### What to do
Please put the lines below, from the one containing "Batch labeling spec: class = coffee" through the one containing "[213,152,289,165]", inclusive, into a numbered list, leaving out any blank lines.

##### Task inputs

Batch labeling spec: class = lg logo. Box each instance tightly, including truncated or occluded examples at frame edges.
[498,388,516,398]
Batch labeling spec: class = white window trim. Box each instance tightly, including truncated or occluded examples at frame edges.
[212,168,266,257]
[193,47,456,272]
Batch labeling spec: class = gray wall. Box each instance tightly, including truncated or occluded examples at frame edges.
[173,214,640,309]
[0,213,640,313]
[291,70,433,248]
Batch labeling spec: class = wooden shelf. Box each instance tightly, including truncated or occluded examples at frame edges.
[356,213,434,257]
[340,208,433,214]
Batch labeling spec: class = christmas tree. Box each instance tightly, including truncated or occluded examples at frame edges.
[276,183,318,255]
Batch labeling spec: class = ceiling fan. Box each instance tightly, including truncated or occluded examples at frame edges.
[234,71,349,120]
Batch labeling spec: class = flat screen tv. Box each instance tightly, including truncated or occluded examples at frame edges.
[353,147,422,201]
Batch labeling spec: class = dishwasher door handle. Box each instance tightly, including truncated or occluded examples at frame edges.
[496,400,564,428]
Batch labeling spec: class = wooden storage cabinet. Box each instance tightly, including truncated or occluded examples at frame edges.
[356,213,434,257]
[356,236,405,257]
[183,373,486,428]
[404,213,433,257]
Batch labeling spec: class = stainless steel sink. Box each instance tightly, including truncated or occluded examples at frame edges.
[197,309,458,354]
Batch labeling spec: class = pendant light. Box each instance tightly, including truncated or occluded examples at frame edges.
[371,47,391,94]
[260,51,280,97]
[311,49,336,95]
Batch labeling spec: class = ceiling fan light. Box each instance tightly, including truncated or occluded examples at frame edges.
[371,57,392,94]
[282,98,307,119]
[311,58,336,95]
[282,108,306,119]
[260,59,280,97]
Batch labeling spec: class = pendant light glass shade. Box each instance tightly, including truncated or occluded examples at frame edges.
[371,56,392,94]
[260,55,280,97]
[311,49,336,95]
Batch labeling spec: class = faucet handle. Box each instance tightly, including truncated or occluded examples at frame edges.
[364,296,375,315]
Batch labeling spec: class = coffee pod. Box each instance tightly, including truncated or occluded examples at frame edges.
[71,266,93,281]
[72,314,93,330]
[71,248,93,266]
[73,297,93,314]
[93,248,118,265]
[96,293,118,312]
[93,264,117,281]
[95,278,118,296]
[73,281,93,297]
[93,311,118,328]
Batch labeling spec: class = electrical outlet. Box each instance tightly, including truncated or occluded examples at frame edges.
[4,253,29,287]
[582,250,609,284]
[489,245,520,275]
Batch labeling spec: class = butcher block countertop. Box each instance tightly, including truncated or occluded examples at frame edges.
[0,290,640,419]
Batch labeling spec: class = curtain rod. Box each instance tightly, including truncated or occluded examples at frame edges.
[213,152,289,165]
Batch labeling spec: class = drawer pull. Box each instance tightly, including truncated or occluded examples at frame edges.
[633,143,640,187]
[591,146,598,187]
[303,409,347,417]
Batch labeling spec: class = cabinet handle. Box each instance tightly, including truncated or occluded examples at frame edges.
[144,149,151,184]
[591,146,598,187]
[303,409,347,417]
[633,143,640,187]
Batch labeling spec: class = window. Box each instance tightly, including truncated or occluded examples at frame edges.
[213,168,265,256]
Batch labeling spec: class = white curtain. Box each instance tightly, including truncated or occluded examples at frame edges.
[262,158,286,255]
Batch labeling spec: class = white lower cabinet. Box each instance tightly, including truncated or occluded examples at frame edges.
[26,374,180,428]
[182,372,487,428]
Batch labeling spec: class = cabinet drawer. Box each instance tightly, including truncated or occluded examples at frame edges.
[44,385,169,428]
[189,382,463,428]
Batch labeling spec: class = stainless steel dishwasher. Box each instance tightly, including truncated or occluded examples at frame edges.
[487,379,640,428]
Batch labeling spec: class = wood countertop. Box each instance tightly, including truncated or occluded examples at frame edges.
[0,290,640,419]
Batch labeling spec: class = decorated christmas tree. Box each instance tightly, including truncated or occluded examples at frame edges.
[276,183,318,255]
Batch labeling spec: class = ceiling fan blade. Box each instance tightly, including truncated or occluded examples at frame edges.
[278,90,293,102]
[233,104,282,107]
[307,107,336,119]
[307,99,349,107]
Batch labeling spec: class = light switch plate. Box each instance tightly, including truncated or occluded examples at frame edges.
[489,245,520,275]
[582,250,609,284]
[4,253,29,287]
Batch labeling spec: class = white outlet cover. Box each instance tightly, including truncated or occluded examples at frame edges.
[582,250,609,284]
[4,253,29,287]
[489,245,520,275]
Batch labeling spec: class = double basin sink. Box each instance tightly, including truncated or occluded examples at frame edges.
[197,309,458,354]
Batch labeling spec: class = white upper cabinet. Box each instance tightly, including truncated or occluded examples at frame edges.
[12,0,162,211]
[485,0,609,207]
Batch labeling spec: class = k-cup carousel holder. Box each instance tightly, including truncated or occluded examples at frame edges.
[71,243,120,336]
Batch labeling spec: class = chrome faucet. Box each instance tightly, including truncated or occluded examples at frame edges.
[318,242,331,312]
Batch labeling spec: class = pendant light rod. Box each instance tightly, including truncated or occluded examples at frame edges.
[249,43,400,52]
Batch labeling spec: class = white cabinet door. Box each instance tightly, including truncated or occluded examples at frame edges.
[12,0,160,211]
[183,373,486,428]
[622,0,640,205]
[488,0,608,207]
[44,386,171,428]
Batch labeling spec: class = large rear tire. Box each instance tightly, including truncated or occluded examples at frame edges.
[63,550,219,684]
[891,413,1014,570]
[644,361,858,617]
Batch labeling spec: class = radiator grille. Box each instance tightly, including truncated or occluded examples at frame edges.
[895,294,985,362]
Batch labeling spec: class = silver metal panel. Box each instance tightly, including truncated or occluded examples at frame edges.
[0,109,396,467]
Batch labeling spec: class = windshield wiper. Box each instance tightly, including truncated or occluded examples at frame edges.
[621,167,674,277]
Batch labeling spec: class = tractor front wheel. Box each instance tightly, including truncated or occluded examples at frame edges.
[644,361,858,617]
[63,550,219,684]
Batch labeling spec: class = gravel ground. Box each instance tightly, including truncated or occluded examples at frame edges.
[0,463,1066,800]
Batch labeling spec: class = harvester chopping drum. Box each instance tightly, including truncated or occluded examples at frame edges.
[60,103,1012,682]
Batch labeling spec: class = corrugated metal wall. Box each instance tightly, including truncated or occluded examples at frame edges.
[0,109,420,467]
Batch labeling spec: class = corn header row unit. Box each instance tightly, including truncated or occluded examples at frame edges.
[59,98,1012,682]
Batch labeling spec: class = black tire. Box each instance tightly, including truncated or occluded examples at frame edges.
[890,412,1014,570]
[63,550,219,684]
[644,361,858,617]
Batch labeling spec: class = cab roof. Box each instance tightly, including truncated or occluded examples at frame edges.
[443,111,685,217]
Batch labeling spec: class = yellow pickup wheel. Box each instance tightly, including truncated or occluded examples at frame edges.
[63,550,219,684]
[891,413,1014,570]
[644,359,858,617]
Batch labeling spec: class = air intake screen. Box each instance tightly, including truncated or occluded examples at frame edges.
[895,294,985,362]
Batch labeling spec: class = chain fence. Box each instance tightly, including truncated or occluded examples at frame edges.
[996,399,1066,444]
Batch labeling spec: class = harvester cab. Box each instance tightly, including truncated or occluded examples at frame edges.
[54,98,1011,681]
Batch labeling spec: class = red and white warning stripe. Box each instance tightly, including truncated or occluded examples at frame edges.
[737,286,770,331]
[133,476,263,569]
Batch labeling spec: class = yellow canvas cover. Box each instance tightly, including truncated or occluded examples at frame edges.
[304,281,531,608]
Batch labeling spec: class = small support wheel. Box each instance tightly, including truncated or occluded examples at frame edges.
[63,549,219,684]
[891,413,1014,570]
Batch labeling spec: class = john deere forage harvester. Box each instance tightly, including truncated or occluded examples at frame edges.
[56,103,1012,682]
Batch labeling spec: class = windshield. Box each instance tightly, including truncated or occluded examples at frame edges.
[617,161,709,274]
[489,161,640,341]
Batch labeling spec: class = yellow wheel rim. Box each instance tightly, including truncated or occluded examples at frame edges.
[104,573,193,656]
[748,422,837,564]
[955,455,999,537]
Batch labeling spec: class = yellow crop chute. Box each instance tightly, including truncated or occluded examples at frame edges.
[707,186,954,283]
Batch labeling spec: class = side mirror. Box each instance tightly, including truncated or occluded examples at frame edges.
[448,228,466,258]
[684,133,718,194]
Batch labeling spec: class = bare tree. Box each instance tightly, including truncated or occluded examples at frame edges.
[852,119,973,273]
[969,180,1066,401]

##########

### The answer
1. Batch labeling spec: class = coffee pod. Box each instance tightly, including truncated or occluded examples at frame edges.
2. [71,266,93,281]
3. [72,314,93,330]
4. [71,248,93,266]
5. [73,297,93,314]
6. [93,248,118,265]
7. [96,293,118,312]
8. [93,264,117,281]
9. [95,278,118,296]
10. [73,281,93,297]
11. [93,311,118,328]
12. Batch labeling spec: class = electrical outlet. Box each instance tightly, including truncated or occluded examples at frame edges.
13. [4,253,29,287]
14. [582,250,609,284]
15. [489,245,520,275]
16. Batch labeling spec: class = butcher block countertop. Box each instance tightly, including truncated or occluded examples at frame edges.
17. [0,290,640,419]
18. Batch labeling spec: class = curtain rod. Box each instance tightly, including truncated or occluded examples at frame edges.
19. [213,152,289,165]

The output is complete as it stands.